Task goal
Please gather every line below that contains the word "string", matching case exactly.

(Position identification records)
□ □ □

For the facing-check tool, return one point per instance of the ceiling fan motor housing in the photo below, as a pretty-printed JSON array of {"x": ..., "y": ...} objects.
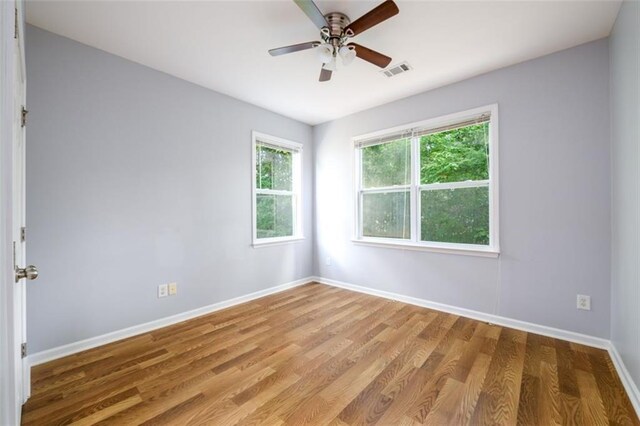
[{"x": 336, "y": 23}]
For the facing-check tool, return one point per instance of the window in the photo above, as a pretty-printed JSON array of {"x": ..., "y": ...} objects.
[
  {"x": 276, "y": 190},
  {"x": 431, "y": 185}
]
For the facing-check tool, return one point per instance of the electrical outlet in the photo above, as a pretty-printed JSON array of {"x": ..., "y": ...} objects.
[
  {"x": 173, "y": 289},
  {"x": 163, "y": 290},
  {"x": 584, "y": 302}
]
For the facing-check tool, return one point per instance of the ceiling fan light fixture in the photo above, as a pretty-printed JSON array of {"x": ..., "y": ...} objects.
[
  {"x": 325, "y": 52},
  {"x": 348, "y": 54},
  {"x": 331, "y": 65}
]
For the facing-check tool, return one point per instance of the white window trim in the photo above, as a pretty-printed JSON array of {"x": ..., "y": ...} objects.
[
  {"x": 256, "y": 138},
  {"x": 491, "y": 250}
]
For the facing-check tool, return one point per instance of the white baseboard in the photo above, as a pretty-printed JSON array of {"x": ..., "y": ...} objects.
[
  {"x": 477, "y": 315},
  {"x": 625, "y": 377},
  {"x": 623, "y": 373},
  {"x": 72, "y": 348},
  {"x": 83, "y": 345}
]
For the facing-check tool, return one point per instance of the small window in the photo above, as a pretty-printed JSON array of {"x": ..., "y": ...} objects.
[
  {"x": 276, "y": 189},
  {"x": 431, "y": 184}
]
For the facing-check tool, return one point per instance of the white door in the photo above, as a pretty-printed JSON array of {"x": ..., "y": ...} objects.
[{"x": 22, "y": 372}]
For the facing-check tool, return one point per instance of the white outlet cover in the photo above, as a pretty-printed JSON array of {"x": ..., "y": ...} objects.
[
  {"x": 163, "y": 290},
  {"x": 584, "y": 302},
  {"x": 173, "y": 289}
]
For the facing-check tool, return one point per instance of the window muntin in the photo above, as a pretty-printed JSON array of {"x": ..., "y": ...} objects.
[
  {"x": 276, "y": 189},
  {"x": 448, "y": 199}
]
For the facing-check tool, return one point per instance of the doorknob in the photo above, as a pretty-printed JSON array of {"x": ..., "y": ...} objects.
[{"x": 30, "y": 273}]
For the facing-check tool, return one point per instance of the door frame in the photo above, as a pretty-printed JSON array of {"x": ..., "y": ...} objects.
[{"x": 10, "y": 398}]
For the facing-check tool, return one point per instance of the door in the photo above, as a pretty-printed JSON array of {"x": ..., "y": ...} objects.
[{"x": 22, "y": 372}]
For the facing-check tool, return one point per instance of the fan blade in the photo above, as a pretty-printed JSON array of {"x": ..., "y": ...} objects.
[
  {"x": 325, "y": 75},
  {"x": 376, "y": 15},
  {"x": 372, "y": 56},
  {"x": 312, "y": 11},
  {"x": 293, "y": 48}
]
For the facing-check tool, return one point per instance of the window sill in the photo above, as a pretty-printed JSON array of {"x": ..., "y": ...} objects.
[
  {"x": 268, "y": 242},
  {"x": 471, "y": 251}
]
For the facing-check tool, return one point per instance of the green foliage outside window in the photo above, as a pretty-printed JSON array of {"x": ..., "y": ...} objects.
[
  {"x": 455, "y": 155},
  {"x": 274, "y": 212},
  {"x": 459, "y": 215}
]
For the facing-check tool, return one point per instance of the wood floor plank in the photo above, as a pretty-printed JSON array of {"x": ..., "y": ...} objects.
[{"x": 323, "y": 355}]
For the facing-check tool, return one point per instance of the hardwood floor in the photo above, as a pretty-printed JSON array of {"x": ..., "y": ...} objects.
[{"x": 322, "y": 355}]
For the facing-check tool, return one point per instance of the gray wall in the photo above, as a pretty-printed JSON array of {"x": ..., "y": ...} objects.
[
  {"x": 554, "y": 196},
  {"x": 625, "y": 208},
  {"x": 136, "y": 178}
]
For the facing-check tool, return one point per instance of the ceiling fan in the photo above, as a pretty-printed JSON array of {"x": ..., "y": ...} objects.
[{"x": 335, "y": 30}]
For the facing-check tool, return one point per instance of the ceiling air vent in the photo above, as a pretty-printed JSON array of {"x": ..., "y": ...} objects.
[{"x": 397, "y": 69}]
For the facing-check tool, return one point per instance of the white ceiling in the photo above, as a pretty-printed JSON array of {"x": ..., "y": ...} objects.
[{"x": 223, "y": 45}]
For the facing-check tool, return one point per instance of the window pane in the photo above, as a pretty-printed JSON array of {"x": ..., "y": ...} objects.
[
  {"x": 273, "y": 168},
  {"x": 274, "y": 215},
  {"x": 455, "y": 155},
  {"x": 386, "y": 215},
  {"x": 386, "y": 164},
  {"x": 455, "y": 215}
]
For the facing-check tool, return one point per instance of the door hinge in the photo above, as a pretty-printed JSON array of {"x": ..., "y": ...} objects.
[{"x": 23, "y": 116}]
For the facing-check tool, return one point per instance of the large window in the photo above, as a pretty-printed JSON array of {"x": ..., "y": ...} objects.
[
  {"x": 276, "y": 189},
  {"x": 431, "y": 185}
]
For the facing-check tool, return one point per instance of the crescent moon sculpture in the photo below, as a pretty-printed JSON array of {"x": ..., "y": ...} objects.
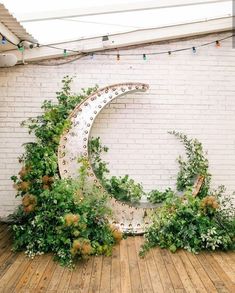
[{"x": 74, "y": 144}]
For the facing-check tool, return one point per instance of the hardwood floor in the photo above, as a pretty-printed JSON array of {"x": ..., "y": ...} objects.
[{"x": 160, "y": 271}]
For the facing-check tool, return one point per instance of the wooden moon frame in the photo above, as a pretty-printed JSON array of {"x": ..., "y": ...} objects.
[{"x": 74, "y": 144}]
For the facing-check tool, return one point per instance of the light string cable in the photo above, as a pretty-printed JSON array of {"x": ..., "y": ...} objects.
[{"x": 80, "y": 54}]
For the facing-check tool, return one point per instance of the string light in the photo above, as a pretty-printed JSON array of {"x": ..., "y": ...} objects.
[
  {"x": 33, "y": 45},
  {"x": 20, "y": 47},
  {"x": 217, "y": 44},
  {"x": 4, "y": 40}
]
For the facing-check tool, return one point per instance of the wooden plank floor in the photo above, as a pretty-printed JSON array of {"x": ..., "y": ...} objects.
[{"x": 160, "y": 271}]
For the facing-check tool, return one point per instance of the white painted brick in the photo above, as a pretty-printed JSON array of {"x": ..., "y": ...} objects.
[{"x": 192, "y": 93}]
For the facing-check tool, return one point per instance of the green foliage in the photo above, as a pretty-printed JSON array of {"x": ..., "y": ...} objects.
[
  {"x": 40, "y": 157},
  {"x": 66, "y": 222},
  {"x": 124, "y": 189},
  {"x": 184, "y": 223},
  {"x": 196, "y": 165},
  {"x": 156, "y": 196},
  {"x": 64, "y": 217},
  {"x": 95, "y": 151}
]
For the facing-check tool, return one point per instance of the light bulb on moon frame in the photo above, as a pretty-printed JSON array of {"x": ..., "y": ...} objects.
[{"x": 74, "y": 145}]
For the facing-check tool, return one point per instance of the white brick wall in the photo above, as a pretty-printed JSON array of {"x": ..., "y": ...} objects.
[{"x": 192, "y": 93}]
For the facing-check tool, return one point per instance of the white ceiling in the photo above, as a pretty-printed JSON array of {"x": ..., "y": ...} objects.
[{"x": 75, "y": 28}]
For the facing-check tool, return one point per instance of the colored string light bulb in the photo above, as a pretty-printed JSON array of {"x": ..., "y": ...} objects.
[
  {"x": 4, "y": 40},
  {"x": 20, "y": 47},
  {"x": 217, "y": 44}
]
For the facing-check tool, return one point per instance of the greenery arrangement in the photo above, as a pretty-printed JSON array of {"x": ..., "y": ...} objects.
[
  {"x": 156, "y": 196},
  {"x": 196, "y": 164},
  {"x": 122, "y": 188},
  {"x": 127, "y": 190},
  {"x": 193, "y": 223},
  {"x": 65, "y": 217},
  {"x": 70, "y": 218}
]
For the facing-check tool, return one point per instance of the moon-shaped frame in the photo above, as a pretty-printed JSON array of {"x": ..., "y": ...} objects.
[{"x": 74, "y": 144}]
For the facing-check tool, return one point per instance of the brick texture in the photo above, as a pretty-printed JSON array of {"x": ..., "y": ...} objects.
[{"x": 191, "y": 93}]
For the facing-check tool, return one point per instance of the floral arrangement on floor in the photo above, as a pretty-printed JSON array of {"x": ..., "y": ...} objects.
[
  {"x": 66, "y": 217},
  {"x": 71, "y": 218}
]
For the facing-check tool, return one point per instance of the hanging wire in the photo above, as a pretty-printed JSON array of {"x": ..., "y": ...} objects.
[{"x": 81, "y": 54}]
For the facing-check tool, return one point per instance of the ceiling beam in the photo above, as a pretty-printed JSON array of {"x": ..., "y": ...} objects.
[
  {"x": 8, "y": 34},
  {"x": 109, "y": 9},
  {"x": 122, "y": 40}
]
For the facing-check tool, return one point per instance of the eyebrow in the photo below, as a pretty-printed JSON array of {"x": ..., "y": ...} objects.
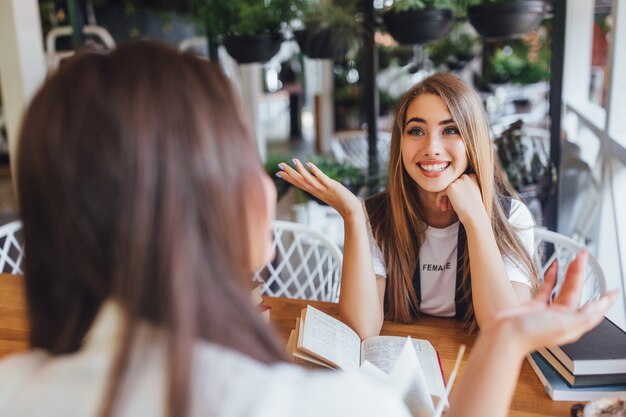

□ □ □

Correct response
For the facing-check tool, return one point per instance of the light string cable in the photo above, as a pretty-printed JSON array of {"x": ..., "y": ...} objects.
For the facing-check tool, return one point per instance of the string light in the photo above, as a pretty-printed JSON array of {"x": ..., "y": ...} objects.
For the facing-check tool, return one point per instance of the colored string light bulb in the photo above, as a pretty-printed JSON array of {"x": ..., "y": ...} objects.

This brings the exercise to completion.